▶ [Activity]
The records that follow are to be transcribed in full, leaving out each picture.

--- START ---

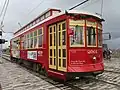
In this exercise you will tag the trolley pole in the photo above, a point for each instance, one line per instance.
(1, 38)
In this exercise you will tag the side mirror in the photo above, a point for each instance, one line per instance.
(109, 36)
(70, 31)
(106, 36)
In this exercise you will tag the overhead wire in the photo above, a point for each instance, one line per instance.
(36, 7)
(4, 12)
(90, 4)
(3, 8)
(32, 10)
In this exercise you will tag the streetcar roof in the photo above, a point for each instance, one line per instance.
(58, 14)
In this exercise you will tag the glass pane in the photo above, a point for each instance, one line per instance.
(64, 52)
(50, 61)
(50, 29)
(50, 52)
(50, 39)
(54, 53)
(27, 43)
(40, 32)
(35, 42)
(40, 41)
(54, 61)
(31, 34)
(78, 37)
(31, 43)
(54, 39)
(64, 37)
(64, 62)
(59, 27)
(59, 52)
(35, 33)
(91, 36)
(59, 38)
(54, 29)
(63, 26)
(27, 35)
(100, 37)
(60, 62)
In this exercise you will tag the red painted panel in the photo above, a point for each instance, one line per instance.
(84, 58)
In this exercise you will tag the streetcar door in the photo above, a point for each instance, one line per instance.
(57, 46)
(62, 60)
(52, 47)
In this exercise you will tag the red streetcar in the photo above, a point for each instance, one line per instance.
(61, 44)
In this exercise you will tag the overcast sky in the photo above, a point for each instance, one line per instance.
(23, 11)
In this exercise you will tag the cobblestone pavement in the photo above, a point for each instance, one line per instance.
(113, 63)
(12, 77)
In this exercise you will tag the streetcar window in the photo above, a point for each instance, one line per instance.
(35, 33)
(31, 43)
(64, 37)
(35, 39)
(64, 62)
(40, 37)
(77, 39)
(91, 36)
(31, 40)
(63, 26)
(99, 37)
(35, 42)
(40, 41)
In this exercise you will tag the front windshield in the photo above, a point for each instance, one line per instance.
(77, 38)
(91, 36)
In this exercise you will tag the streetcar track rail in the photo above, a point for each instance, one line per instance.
(71, 85)
(61, 85)
(112, 83)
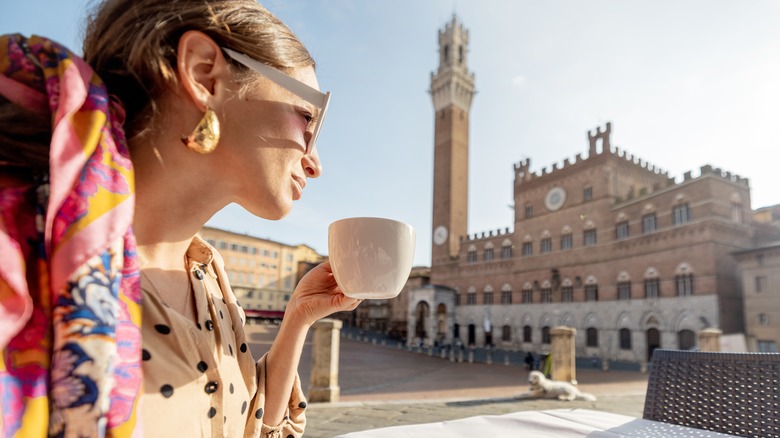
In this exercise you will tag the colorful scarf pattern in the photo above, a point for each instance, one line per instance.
(70, 297)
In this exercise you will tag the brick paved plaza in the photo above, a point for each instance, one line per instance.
(385, 386)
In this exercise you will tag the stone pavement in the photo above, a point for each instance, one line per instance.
(385, 386)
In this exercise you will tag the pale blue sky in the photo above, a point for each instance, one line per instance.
(684, 83)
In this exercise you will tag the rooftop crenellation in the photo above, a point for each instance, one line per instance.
(524, 174)
(486, 234)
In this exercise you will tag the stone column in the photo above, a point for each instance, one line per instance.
(709, 339)
(563, 366)
(325, 361)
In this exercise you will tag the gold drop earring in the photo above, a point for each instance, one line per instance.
(205, 137)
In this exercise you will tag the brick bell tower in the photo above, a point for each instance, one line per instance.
(452, 88)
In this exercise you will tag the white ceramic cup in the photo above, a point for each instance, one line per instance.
(371, 257)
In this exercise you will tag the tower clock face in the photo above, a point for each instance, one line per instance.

--- END ---

▶ [Answer to this task]
In this exercise you will tag the trolley pole in the photo above, a point for each instance, one line per instance.
(1, 38)
In this exercise you will tag the side mirror in the photo above, a point for each instance, one line per instance.
(109, 36)
(70, 31)
(106, 36)
In this exercise you will tag the overhead wire in the photo above, a point for each instance, one line per instance.
(36, 7)
(4, 12)
(90, 4)
(3, 8)
(32, 10)
In this exercise you will tag the streetcar roof in the photo above, a point for each instance, one line per instance.
(58, 14)
In this exercise you will tag the glass pane in the photo above, a point for each instance, one line per instance.
(64, 52)
(50, 61)
(50, 29)
(50, 52)
(50, 39)
(54, 53)
(27, 43)
(40, 32)
(35, 42)
(40, 41)
(54, 61)
(31, 34)
(78, 37)
(31, 43)
(54, 39)
(64, 37)
(64, 62)
(59, 27)
(59, 52)
(35, 33)
(91, 36)
(59, 38)
(54, 29)
(63, 26)
(27, 35)
(100, 37)
(60, 62)
In this exercise you will tag the red painted panel in the photo above, a point for each instance, one line per instance.
(84, 58)
In this exercise you will tag the streetcar door in the photo above, a point for each instance, one line per instance.
(57, 46)
(62, 60)
(52, 47)
In this exercise you will tag the red streetcar in the photo above, a point for each instance, one line per instance.
(61, 44)
In this exercise you will tag the overcast sky in the photo above, a point for each instance, one line per instance.
(23, 11)
In this exercise you will tag the cobblestone pavement in the photo above, a point for each instance, one line per instance.
(113, 63)
(12, 77)
In this exercise you will tag the streetcar window in the photo above, a point for each instance, one line per instance.
(35, 33)
(31, 43)
(64, 37)
(35, 39)
(64, 62)
(40, 37)
(77, 39)
(91, 36)
(31, 40)
(63, 26)
(99, 37)
(35, 42)
(40, 41)
In this exercise you will tag the front windshield in the photo above, a point for each instance, one line per instance.
(77, 38)
(91, 36)
In this exercise you will tag the streetcar track rail in the photo above, a point for each instance, one line per instance.
(71, 85)
(61, 85)
(112, 83)
In this exercise you will tag the colorful scarf pattern in the photo above, a point for each instance, one line per instance.
(70, 297)
In this exercise you will tag the brick paved plaza in the photo above, a point for each instance, one line per instance.
(385, 386)
In this exercise you will tag the stone pavement in the photo above, a point for each instance, one line per instance.
(385, 386)
In this exercise you will tag the pale blue sky in the photo above, a point for each instance, one line per instance.
(684, 83)
In this exercise you will tag the rooftop crenellation in the photo above, a point for each instance, one line per instance.
(524, 174)
(486, 234)
In this exercise you will tag the stone column in the photo above, a point for each instance, one line per instance.
(709, 339)
(563, 366)
(325, 361)
In this exercise you will tag the gold drop earring in the photo above, a point for each instance, one line per instance.
(205, 137)
In this exercise you will tag the brick bell tower in the photo above, a point for each instance, one line per instance.
(452, 88)
In this exercise you will tag the white ceramic cup in the photo above, a point for each instance, one line per instance.
(371, 257)
In this exercise you will tag the tower clock face in the photo above, a point for each instance, one line per instance.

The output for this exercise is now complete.